### MATERIAL FOR THIS TASK

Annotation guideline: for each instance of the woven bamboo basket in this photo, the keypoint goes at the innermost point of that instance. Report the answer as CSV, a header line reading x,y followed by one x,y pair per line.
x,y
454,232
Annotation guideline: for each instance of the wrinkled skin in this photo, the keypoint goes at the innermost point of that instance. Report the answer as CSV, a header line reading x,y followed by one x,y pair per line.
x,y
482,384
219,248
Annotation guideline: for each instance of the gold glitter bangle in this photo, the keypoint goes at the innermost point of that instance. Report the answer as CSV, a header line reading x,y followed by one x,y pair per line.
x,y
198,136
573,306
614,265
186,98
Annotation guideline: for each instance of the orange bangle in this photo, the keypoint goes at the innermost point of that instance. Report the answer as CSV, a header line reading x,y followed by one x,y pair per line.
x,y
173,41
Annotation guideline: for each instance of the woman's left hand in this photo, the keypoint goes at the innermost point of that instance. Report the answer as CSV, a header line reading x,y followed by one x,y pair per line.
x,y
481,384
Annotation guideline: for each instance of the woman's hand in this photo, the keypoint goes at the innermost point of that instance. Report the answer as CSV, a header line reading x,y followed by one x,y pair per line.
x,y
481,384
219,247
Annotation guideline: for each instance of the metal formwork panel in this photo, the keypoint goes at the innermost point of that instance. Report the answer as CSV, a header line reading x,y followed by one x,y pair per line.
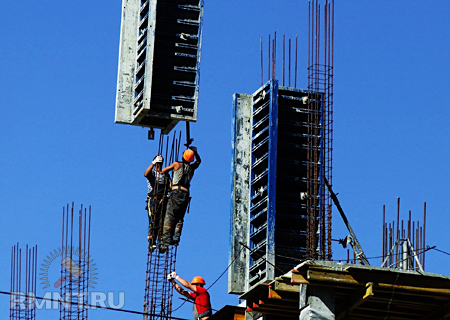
x,y
280,133
240,192
163,88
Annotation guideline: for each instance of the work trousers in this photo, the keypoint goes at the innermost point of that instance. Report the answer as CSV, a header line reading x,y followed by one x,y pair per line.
x,y
176,209
156,207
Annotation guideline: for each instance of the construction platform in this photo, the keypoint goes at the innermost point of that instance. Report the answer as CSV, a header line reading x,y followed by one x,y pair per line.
x,y
330,290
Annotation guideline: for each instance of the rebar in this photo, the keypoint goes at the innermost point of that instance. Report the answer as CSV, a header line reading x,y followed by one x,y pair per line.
x,y
158,291
320,128
23,293
403,242
75,264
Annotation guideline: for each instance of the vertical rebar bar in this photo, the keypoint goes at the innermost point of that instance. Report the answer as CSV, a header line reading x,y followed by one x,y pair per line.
x,y
260,46
423,242
283,58
289,63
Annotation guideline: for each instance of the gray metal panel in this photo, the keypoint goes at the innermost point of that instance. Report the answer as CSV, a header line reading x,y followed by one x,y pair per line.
x,y
240,193
127,56
159,63
139,114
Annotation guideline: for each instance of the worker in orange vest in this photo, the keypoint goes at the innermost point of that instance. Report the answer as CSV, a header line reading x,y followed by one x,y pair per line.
x,y
202,304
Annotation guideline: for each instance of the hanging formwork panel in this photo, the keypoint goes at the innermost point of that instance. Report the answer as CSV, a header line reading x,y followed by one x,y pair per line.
x,y
240,192
279,144
159,62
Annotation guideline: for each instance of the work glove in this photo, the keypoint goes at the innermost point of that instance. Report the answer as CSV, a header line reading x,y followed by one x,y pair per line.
x,y
157,159
172,276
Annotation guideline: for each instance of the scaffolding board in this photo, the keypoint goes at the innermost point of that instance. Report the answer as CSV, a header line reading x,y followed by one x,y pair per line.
x,y
159,62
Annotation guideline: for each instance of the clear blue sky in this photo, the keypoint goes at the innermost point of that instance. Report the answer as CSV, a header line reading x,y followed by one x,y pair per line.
x,y
59,143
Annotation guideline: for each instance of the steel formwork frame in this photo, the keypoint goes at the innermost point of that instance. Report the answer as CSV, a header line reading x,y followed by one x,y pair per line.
x,y
269,177
159,62
23,284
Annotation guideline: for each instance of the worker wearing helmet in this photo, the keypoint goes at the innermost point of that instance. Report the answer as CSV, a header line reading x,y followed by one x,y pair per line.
x,y
179,197
158,187
202,303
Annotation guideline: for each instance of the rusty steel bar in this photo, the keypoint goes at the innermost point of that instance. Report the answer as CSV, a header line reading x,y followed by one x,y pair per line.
x,y
275,55
398,228
283,57
268,60
423,242
383,254
260,46
289,63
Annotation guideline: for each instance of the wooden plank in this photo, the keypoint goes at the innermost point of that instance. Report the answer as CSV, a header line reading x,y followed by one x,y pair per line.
x,y
357,299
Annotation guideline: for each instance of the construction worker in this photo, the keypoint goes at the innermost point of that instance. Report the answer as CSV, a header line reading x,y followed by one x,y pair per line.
x,y
158,188
179,197
202,303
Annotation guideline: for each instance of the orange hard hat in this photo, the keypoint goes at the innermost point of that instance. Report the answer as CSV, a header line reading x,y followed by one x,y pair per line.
x,y
188,155
197,280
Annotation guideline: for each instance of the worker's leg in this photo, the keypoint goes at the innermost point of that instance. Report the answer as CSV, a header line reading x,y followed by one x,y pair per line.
x,y
170,219
180,219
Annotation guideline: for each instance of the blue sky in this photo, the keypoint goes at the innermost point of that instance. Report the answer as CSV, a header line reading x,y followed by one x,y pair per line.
x,y
59,143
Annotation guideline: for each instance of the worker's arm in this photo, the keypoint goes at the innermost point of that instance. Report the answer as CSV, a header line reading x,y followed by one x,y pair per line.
x,y
198,160
148,170
168,168
184,283
179,289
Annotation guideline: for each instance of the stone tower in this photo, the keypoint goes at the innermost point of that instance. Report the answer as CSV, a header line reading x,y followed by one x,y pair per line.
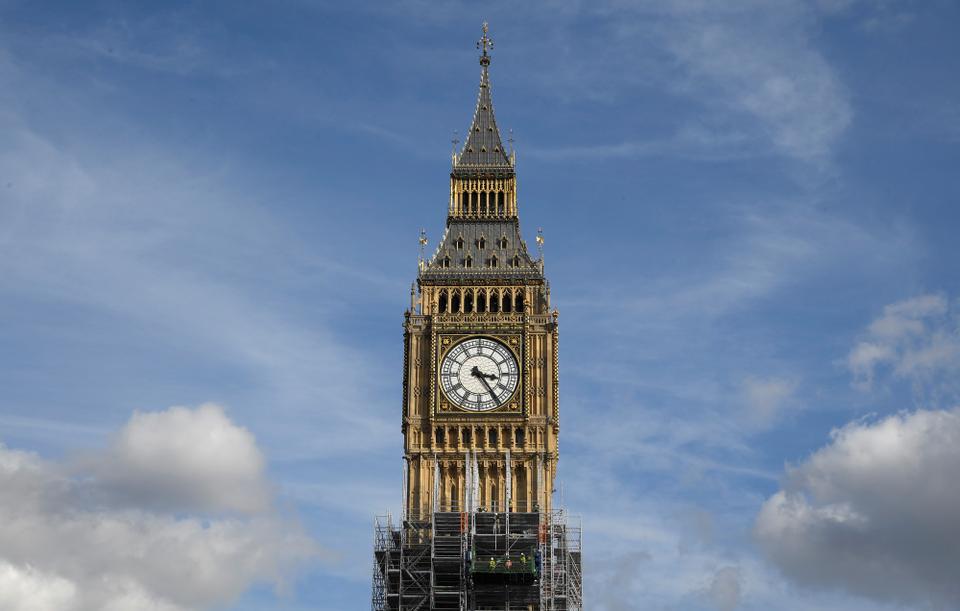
x,y
480,410
480,345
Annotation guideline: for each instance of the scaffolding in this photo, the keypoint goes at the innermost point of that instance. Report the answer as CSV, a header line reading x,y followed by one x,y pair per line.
x,y
478,560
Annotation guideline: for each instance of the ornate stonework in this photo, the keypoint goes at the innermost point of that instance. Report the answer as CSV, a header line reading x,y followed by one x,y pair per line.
x,y
481,282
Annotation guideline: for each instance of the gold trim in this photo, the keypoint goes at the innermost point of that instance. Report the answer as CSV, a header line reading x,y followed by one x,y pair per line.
x,y
511,342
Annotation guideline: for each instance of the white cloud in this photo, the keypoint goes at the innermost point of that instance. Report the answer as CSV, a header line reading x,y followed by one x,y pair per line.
x,y
26,589
765,399
760,60
67,543
724,591
183,457
917,339
876,512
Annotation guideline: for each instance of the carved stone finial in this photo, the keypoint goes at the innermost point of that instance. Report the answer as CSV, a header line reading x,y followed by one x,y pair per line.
x,y
484,44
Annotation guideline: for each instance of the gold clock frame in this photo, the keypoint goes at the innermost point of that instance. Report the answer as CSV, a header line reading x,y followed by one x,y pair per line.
x,y
446,342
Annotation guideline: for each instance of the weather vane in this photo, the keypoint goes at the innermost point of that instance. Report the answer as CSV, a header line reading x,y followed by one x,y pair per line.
x,y
485,43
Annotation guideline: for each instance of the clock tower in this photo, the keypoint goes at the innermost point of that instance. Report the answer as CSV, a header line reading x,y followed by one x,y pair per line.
x,y
480,344
480,416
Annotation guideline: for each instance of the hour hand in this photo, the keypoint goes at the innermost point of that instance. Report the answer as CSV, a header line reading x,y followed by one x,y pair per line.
x,y
483,379
475,372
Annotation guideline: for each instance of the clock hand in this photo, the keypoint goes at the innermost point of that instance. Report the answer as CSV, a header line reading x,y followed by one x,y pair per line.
x,y
483,379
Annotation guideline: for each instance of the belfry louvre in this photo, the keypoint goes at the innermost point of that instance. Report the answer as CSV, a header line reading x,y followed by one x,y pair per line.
x,y
478,528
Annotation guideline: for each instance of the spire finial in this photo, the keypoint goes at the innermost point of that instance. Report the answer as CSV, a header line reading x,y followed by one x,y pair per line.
x,y
485,43
423,244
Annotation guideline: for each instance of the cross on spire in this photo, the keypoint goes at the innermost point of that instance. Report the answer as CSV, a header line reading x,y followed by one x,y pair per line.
x,y
485,43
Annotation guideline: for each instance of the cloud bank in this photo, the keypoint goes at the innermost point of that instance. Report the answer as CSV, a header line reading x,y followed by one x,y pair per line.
x,y
915,339
876,512
174,515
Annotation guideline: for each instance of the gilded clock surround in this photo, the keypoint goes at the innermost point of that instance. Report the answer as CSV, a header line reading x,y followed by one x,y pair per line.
x,y
513,342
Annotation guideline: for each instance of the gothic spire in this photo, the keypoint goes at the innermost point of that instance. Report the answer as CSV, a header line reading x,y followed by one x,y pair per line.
x,y
483,151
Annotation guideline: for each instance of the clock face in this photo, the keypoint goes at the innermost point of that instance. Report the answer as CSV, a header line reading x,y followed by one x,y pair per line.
x,y
479,374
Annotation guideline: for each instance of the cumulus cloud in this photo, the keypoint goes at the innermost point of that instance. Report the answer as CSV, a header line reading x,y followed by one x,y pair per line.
x,y
84,537
724,590
876,512
916,339
765,399
184,458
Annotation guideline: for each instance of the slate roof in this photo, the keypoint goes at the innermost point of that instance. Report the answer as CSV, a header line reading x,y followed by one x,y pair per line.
x,y
492,233
482,151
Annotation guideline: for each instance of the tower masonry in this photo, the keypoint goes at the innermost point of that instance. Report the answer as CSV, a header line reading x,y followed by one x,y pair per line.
x,y
480,416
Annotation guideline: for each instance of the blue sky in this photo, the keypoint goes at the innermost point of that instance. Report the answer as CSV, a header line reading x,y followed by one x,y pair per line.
x,y
750,213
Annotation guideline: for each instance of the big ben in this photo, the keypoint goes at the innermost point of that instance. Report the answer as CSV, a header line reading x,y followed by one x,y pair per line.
x,y
480,416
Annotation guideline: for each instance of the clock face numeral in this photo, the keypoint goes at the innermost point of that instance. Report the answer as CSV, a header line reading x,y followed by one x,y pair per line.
x,y
479,374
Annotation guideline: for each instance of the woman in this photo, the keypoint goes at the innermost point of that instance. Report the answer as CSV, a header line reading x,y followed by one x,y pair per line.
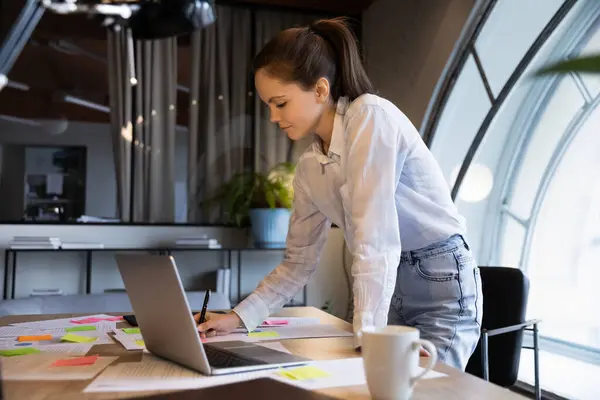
x,y
369,172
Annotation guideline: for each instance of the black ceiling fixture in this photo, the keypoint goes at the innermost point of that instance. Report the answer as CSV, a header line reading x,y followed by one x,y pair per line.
x,y
147,19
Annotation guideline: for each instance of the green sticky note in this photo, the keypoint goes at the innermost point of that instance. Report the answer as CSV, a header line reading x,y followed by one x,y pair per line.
x,y
263,334
81,328
19,352
303,373
69,337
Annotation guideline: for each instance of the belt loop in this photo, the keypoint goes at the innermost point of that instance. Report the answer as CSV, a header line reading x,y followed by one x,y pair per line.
x,y
465,242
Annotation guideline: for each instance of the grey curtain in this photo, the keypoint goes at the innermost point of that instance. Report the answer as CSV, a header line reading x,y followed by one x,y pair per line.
x,y
119,87
142,91
229,125
219,142
156,112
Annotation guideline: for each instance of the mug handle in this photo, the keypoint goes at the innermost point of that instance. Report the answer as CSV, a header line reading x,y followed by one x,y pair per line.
x,y
432,357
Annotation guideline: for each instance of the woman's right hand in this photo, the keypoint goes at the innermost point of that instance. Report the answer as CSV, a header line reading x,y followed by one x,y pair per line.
x,y
218,324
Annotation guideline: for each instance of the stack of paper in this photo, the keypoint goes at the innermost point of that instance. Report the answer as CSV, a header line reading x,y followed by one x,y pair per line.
x,y
156,374
53,367
66,335
130,338
278,332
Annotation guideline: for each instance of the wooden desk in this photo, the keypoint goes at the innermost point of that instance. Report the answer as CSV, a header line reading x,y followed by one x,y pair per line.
x,y
457,385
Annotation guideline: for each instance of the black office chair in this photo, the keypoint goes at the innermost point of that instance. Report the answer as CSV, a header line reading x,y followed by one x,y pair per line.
x,y
498,353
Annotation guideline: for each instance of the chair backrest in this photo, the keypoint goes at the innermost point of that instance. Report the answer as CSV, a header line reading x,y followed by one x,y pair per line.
x,y
505,291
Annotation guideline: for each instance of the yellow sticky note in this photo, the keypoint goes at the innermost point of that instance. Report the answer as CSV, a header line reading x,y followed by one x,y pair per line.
x,y
303,373
19,352
263,334
69,337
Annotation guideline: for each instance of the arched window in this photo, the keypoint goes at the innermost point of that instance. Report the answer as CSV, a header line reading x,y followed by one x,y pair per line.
x,y
522,155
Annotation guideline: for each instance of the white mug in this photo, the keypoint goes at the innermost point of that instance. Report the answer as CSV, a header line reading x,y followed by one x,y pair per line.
x,y
391,360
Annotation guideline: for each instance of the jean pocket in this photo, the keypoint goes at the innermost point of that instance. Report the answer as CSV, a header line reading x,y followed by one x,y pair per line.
x,y
441,267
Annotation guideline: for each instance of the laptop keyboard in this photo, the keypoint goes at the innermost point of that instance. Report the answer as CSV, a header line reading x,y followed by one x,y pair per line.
x,y
223,359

######

SET EXERCISE: Begin with the line that contains "Annotation guideline: for each instance of the jean" and end with the last line of the records; set down every line in that span exactly, and nothing else.

EXERCISE OUTPUT:
Annotation guideline: for each instance of the jean pocket in this photo, the keypoint goes at the innermost point of that instance. Report the answer as CSV, a header line reading x,y followed by one x,y pair per line.
x,y
441,267
Annotation guideline: for each instance of the laptop keyboard in this photo, the keypoint goes at the innermost point of that instance. Report the answer as CSV, a header line reading x,y followed by one x,y pair per line.
x,y
223,359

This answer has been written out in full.